Sunday, July 16, 2006


Catholic Cardinal Gets it Right on Evolution [PA Archives]
By Thomas Riggins

Ultimately the life of a man is of no greater importance to the universe than the life of an oyster-- David Hume

Two pieces in the Times last week (“Finding Design in Nature” by Christoph [Cardinal] Schonborn, July 7, 2005 and “Leading Cardinal Redefines Church’s View on Evolution: He Says Darwinism and Catholicism May Conflict” by Cornelia Dean and Laurie Goodstein, July 9, 2005) finally resolves, for me at least, the question of the relation between a scientific outlook on the world and the outlook of the Catholic Church.

Cardinal Schonborn is the archbishop of Vienna and chief editor, the Times reports, of the official Catechism of the Catholic Church (1992). His understanding of science seems to be based on the works of Aristotle. The Cardinal begins his essay critical of “neo-Darwinian dogma” (I admit that the Cardinal is probably an expert on dogma if not Darwinism). He says the Darwinists have misinterpreted Pope John Paul II (another noted scientist) who said in 1996 that evolution is “more than just a hypothesis.” They think this means that Darwinism is “somehow compatible with Christian faith.”

They are wrong, says the Cardinal. I think he has it right. I will even go a bit further. Not only is Darwinism incompatible with the Christian faith (as interpreted by the Catholic sect), but any scientific understanding of the world at all is incompatible with it and any other system claiming to have some timeless absolute knowledge based on revelation rather that testable empirical investigations.

__Supplied material__:
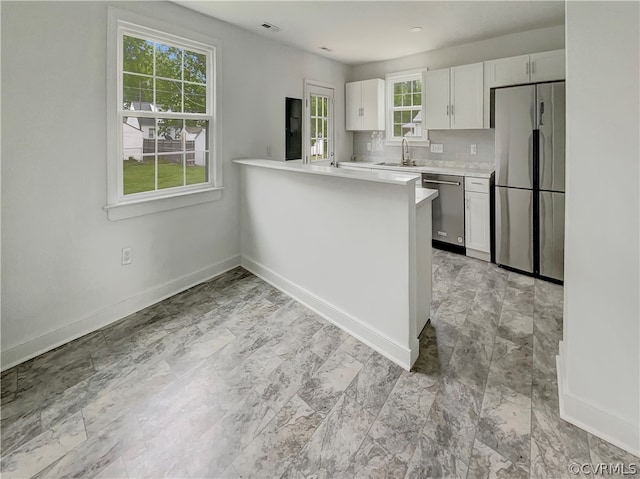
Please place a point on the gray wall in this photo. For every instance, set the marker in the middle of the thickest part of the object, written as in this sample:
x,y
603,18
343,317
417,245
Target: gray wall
x,y
457,143
61,271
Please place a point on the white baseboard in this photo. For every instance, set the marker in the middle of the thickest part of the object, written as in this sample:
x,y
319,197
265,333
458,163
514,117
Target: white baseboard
x,y
593,419
472,253
400,355
110,314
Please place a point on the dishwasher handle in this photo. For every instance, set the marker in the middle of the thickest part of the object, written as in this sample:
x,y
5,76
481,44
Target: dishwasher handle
x,y
441,182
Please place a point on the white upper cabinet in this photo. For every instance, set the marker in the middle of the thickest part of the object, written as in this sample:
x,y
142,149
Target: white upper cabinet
x,y
454,98
365,105
436,93
547,66
537,67
466,96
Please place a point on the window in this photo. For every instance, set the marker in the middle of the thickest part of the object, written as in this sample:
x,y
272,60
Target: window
x,y
319,132
404,106
164,104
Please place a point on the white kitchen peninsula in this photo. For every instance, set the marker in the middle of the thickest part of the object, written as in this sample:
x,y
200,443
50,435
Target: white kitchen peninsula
x,y
352,245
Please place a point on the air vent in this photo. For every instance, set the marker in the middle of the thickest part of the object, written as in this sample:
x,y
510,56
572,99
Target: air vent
x,y
271,27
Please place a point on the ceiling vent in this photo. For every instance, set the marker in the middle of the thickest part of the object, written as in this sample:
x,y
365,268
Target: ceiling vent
x,y
271,27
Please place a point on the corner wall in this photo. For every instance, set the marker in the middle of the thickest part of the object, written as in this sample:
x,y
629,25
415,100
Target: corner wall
x,y
599,361
61,272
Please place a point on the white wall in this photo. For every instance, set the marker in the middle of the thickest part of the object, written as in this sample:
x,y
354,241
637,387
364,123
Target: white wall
x,y
599,366
532,41
344,247
61,272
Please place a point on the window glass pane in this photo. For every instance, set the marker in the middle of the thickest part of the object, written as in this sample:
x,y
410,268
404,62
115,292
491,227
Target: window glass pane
x,y
169,130
139,175
195,98
197,167
137,92
195,135
170,170
169,95
195,67
136,134
137,55
168,61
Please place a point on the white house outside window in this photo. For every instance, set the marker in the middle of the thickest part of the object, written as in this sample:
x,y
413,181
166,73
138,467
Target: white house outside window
x,y
404,106
165,108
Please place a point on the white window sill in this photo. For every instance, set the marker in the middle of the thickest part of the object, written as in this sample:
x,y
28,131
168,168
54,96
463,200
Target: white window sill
x,y
411,142
131,209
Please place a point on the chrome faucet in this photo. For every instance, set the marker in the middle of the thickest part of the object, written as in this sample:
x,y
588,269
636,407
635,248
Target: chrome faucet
x,y
405,152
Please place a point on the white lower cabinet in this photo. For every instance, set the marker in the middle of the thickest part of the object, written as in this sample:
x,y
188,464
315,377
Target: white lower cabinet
x,y
477,218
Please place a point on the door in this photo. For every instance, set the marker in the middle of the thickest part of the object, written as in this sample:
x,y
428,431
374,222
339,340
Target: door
x,y
477,221
514,124
436,92
514,228
353,108
319,115
551,124
508,71
547,66
467,96
551,235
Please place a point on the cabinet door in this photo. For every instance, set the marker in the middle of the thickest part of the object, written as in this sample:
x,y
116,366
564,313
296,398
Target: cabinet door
x,y
373,104
353,106
477,224
507,71
547,66
467,96
436,92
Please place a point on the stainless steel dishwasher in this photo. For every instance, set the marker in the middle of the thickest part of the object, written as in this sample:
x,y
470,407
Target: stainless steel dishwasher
x,y
447,210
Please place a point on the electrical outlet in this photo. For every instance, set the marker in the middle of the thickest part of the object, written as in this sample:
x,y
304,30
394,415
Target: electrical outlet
x,y
126,256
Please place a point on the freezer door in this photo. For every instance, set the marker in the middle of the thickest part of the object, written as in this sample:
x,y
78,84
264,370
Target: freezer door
x,y
551,123
514,228
552,235
514,111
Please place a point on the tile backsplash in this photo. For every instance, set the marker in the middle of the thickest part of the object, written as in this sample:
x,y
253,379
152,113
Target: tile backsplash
x,y
456,146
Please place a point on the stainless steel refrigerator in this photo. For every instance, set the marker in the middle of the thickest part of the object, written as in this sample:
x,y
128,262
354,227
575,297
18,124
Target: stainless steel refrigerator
x,y
529,126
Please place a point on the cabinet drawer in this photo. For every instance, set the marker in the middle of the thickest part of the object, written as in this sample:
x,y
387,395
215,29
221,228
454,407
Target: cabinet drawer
x,y
480,185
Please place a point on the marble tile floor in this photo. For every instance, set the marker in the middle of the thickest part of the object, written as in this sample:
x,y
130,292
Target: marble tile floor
x,y
232,378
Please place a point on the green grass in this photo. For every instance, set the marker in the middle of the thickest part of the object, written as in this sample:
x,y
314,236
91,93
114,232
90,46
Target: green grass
x,y
140,176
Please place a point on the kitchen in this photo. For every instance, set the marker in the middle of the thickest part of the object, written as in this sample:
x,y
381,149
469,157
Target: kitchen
x,y
59,243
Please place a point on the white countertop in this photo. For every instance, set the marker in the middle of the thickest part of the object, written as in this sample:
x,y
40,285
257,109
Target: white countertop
x,y
384,175
473,172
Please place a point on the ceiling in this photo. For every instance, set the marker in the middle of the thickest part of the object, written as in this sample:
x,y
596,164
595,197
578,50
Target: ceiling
x,y
367,31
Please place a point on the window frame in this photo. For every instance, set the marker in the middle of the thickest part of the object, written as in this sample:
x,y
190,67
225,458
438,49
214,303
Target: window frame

__Task objective__: Proceed with the column on Cardinal Schonborn and evolution, picking up after its final sentence. You won't need the entries.

__Response to this task__:
The Cardinal grants that there might be “evolution” in the sense of “common ancestry”-- we might indeed all come out of the primal ooze -- but not in the Darwinian sense of “random variation and natural selection.” He quotes the eminent evolutionary biologist, and sect leader, John Paul II, who said, “The evolution of living beings, of which science seeks to determine the stages and to discern the mechanism, presents an internal finality [there is NO scientific evidence for this] which arouses admiration. This finality which directs beings in a direction for which they are not responsible or in charge, obliges one to suppose [it does?] a Mind which is its inventor, its creator.”

Cardinal Schonborn says we must note that the term “finality” is a philosophical term which means “final cause, purpose or design.” Well, at least he agrees that it is not a scientific term. We should also note that modern philosophy, at least since the sixteenth century, has rejected any type of “finality” in this sense. The Cardinal is using a term confined almost exclusively to sectaries, who need it to justify their otherwise outlandish beliefs.

Three centuries ago, and a century before Darwin, the great Scottish philosopher David Hume (1711-1776) described what the “finality” of the world looked like to human reason unprejudiced by viewing the world through the prism of superstition. “Look around this universe,” he wrote: “What an immense profusion of beings, animated and organized, sensible and active! You admire this prodigious variety and fecundity. But inspect a little more narrowly these living existences.... How hostile and destructive to each other!... The whole presents nothing but the idea of a blind nature, impregnated by a great vivifying principle, and pouring forth from her lap, without discernment or parental care, her maimed and abortive children”(quoted from Will and Ariel Durant, The Age of Voltaire).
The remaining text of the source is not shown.